• ACTIVITY: Wherever the string "hanging" appears in a line of the listing below, report that line.

• SOURCE INFORMATION:
-- Opening Marker --

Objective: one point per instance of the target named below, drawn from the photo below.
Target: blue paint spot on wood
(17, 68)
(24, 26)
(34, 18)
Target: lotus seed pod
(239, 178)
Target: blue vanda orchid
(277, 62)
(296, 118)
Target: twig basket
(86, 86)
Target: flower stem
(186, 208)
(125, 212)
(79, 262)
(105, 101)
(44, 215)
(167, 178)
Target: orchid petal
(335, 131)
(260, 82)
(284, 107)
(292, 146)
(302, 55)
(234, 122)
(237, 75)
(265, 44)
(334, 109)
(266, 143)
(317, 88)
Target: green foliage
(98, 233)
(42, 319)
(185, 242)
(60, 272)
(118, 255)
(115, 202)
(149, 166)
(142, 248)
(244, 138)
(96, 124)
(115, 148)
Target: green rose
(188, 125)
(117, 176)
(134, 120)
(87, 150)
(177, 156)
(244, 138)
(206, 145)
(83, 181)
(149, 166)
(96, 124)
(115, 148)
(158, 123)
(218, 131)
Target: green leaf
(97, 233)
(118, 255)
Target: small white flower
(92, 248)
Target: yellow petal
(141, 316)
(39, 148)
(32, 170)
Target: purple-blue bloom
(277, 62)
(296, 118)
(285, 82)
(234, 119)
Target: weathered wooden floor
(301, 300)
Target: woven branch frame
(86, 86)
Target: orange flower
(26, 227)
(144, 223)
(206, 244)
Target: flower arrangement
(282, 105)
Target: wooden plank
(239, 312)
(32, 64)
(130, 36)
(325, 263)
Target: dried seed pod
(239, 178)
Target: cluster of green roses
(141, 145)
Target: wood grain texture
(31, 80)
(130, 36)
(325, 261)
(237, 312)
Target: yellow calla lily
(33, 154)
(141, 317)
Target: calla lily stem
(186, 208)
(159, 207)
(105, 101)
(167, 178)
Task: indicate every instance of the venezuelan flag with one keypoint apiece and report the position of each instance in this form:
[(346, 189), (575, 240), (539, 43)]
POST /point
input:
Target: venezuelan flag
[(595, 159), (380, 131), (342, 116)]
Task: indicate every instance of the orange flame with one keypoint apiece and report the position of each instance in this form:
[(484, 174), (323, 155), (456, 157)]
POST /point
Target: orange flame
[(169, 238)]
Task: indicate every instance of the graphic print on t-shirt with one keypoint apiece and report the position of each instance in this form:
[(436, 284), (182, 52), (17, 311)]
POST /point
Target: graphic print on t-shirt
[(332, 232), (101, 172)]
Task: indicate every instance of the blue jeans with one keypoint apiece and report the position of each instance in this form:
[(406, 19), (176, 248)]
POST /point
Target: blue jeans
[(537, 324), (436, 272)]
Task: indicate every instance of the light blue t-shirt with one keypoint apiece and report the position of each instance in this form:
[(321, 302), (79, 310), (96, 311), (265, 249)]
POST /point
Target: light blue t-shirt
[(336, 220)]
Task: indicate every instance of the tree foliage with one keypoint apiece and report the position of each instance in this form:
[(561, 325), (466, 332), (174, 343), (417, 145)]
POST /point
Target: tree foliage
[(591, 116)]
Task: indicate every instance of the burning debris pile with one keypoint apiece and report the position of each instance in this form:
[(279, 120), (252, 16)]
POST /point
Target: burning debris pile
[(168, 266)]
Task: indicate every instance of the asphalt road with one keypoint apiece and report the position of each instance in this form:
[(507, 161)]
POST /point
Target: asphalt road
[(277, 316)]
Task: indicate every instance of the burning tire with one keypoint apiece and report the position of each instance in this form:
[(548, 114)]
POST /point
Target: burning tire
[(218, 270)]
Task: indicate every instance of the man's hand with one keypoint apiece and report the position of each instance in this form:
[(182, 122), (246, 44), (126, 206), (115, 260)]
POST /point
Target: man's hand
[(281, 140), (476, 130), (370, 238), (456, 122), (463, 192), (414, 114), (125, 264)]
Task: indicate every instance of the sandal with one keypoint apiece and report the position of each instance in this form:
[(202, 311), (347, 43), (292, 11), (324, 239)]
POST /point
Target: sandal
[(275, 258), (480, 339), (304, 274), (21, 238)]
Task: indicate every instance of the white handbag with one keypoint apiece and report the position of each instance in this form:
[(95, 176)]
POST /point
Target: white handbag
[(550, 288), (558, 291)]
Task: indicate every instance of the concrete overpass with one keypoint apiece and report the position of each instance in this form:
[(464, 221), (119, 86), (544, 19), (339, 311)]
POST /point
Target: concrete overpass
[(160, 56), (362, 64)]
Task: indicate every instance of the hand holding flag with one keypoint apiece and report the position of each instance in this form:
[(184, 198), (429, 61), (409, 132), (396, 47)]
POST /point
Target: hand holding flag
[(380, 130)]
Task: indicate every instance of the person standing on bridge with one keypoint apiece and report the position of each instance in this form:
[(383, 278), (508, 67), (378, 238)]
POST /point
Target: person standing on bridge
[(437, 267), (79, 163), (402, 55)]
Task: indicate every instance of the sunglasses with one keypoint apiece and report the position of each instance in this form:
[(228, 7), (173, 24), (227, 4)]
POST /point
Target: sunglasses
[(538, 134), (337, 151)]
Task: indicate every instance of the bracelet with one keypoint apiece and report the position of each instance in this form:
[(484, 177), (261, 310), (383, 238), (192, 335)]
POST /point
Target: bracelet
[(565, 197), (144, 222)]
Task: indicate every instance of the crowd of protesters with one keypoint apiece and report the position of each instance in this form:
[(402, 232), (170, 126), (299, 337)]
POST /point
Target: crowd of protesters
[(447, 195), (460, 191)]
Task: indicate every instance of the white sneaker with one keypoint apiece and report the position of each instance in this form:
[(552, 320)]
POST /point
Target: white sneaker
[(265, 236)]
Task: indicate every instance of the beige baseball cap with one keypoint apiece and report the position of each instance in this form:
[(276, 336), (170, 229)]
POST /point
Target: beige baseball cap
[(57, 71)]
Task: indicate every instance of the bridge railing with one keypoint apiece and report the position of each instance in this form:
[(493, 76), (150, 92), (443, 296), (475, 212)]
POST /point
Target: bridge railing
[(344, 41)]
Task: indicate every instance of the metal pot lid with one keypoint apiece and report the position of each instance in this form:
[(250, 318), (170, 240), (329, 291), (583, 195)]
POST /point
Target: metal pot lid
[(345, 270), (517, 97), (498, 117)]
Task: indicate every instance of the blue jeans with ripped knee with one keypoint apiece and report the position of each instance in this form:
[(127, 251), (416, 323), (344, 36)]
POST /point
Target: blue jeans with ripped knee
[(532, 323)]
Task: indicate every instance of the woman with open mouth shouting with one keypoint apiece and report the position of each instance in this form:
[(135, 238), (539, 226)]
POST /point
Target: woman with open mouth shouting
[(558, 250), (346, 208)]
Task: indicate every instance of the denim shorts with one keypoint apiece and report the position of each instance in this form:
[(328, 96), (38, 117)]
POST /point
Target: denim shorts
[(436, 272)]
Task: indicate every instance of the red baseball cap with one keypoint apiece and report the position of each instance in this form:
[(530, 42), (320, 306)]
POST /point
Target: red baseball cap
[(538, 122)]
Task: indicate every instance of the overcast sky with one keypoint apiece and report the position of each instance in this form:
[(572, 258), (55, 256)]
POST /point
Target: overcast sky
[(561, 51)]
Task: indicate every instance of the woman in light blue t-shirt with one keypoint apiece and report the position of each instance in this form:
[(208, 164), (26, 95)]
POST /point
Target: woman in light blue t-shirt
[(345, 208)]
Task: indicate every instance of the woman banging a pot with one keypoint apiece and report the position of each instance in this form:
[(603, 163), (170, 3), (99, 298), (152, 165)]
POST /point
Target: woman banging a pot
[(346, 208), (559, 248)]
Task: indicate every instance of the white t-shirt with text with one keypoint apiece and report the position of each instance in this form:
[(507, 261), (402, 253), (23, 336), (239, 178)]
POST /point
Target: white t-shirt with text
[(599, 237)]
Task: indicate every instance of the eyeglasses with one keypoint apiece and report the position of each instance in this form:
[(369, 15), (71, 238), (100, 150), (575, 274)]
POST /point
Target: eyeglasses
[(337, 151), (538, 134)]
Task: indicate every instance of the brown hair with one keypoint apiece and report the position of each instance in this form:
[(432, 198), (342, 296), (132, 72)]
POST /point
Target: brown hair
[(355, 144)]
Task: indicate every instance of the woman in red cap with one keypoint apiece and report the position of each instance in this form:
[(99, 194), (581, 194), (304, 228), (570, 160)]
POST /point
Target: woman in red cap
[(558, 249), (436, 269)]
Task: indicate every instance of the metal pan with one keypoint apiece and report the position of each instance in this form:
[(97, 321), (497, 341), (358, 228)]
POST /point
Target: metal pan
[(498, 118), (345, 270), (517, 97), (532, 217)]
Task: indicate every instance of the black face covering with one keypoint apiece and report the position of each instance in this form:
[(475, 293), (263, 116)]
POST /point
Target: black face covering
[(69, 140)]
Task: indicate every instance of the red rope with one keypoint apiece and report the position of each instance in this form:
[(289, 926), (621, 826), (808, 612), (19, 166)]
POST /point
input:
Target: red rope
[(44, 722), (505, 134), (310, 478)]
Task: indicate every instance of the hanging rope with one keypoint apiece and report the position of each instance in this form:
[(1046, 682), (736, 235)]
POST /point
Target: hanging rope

-- Closing Marker --

• ANSWER FOR THIS EXERCISE:
Task: indicate every instance of the hanging rope with one keypoint apiece and report the position of each instance in this form:
Target: hanging rope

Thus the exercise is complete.